### Description of the task
Copy out every one of the records below word for word, from the first line to the last.

### Data listing
○ ○ ○ ○ ○

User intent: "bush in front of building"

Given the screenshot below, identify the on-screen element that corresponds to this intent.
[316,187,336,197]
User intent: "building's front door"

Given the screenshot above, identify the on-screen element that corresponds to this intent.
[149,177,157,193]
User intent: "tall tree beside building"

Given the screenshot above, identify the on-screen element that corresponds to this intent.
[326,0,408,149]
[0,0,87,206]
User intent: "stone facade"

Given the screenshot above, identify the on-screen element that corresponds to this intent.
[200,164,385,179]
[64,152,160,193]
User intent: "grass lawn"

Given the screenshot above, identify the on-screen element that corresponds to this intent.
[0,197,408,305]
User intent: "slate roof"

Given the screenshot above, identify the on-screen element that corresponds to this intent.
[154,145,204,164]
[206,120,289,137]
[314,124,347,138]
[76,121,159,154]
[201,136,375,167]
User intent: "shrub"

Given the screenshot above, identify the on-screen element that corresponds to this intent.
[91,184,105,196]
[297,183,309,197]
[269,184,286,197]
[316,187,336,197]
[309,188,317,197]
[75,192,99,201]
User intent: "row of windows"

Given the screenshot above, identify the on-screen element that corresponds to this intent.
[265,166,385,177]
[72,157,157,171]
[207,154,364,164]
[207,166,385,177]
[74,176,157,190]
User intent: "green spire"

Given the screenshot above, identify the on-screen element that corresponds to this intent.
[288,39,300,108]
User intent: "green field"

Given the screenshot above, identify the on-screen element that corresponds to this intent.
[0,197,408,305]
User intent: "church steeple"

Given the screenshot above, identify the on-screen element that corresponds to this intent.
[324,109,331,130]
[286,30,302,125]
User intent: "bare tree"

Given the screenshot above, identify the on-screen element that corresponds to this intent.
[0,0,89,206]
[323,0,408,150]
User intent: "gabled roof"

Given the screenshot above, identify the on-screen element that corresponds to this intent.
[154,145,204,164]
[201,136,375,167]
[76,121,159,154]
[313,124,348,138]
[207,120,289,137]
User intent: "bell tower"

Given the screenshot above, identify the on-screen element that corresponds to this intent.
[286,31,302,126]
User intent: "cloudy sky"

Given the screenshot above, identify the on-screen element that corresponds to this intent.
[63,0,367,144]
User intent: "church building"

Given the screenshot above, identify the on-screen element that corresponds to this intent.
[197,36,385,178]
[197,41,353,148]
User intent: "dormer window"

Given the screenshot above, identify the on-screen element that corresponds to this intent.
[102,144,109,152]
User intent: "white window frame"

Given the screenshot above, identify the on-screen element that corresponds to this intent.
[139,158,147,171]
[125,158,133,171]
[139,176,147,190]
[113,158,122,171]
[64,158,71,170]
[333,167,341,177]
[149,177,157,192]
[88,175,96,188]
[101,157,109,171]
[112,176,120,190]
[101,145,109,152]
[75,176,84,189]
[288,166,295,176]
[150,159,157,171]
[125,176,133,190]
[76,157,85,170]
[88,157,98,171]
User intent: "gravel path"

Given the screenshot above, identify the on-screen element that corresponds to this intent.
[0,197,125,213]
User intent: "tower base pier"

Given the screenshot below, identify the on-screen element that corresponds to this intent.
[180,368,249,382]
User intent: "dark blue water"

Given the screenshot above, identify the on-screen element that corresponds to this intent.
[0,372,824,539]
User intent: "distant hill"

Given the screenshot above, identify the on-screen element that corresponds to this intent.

○ ○ ○ ○ ○

### Task result
User intent: "bush in front of building"

Given the screenshot below, identify the on-screen element that corresponds to this intent.
[316,187,336,197]
User intent: "building's front door"

Given the screenshot above, identify the on-screen element that corresponds to this intent.
[149,177,157,193]
User intent: "tall tree beside building"

Given the screenshot above, identify the on-screen element that corresponds to this intent.
[326,0,408,149]
[0,0,87,206]
User intent: "stone facade"

Given the screenshot above, identify the on-screen element that corresponds to this intent.
[200,164,385,179]
[64,152,160,193]
User intent: "grass lawn"

Given the screenshot above, identify the on-screen element that corresponds to this intent.
[0,197,408,305]
User intent: "slate roof"

Given the screenshot above, identify the on-screen element that corresponds to this intent.
[154,145,204,164]
[206,120,289,137]
[314,124,347,138]
[76,121,159,154]
[201,136,375,167]
User intent: "shrub"

Given the screenshot above, identify the on-screen element that corresponds to this intent.
[91,184,105,196]
[297,183,309,197]
[269,184,286,197]
[316,187,336,197]
[309,188,317,197]
[75,192,99,201]
User intent: "row of windows"

Given the screenshot above, identify the on-screen element that corresponds to this intent.
[265,166,385,177]
[72,157,157,171]
[207,154,364,164]
[207,166,385,177]
[74,176,157,190]
User intent: "green spire"

Given the screenshot above, identify the on-screen element that corresponds to this intent.
[288,39,300,108]
User intent: "green field"

Given the screenshot above, identify the on-screen element that corresponds to this intent.
[0,197,408,305]
User intent: "church steeple"

Given the screenshot above, identify the on-screen element that corresponds to this intent.
[324,109,331,130]
[286,30,302,125]
User intent: "bare tree"

Given the screenshot above, identify the on-screen element that corresponds to this intent.
[0,0,89,206]
[323,0,408,150]
User intent: "gabled roof"

Given the screenshot above, identify the on-screen element that corresponds to this intent.
[154,145,204,164]
[201,136,375,167]
[76,121,159,154]
[313,124,348,138]
[207,120,289,137]
User intent: "bell tower"

Given the screenshot above, identify the on-screen element that corresponds to this intent.
[286,31,302,126]
User intent: "cloudy sky"

Given the screenshot above, identify the on-screen element that corresponds to this intent.
[63,0,367,144]
User intent: "church building"

Given the screenshot above, identify the on-screen element that corresponds to this intent.
[197,36,385,178]
[197,41,353,148]
User intent: "dormer window"

Given the screenshot above, identify the on-screen element that corresponds to this intent.
[102,144,109,152]
User intent: "white window frame"

Given the screenshot above, identify the on-screen element that corresponds to this intent.
[139,158,147,171]
[125,158,133,171]
[139,176,147,190]
[113,158,122,171]
[64,158,71,170]
[333,167,341,177]
[149,177,157,192]
[88,175,96,188]
[101,157,109,171]
[112,176,120,190]
[101,145,109,152]
[75,176,84,189]
[288,166,295,176]
[150,159,157,171]
[125,176,133,190]
[76,157,85,170]
[88,157,98,171]
User intent: "gravel path"

Given the screenshot above, identify the on-screen element that corresponds to this intent.
[0,197,125,213]
User intent: "tower base pier"

Given the screenshot below, identify the on-screen element that corresponds to this intent.
[180,368,249,382]
User intent: "dark blue water"

Given the screenshot above, identify the on-screen element that corresponds to this intent.
[0,372,824,539]
User intent: "distant hill"

Given the screenshot above, identify the on-screen element that corresponds to this intent.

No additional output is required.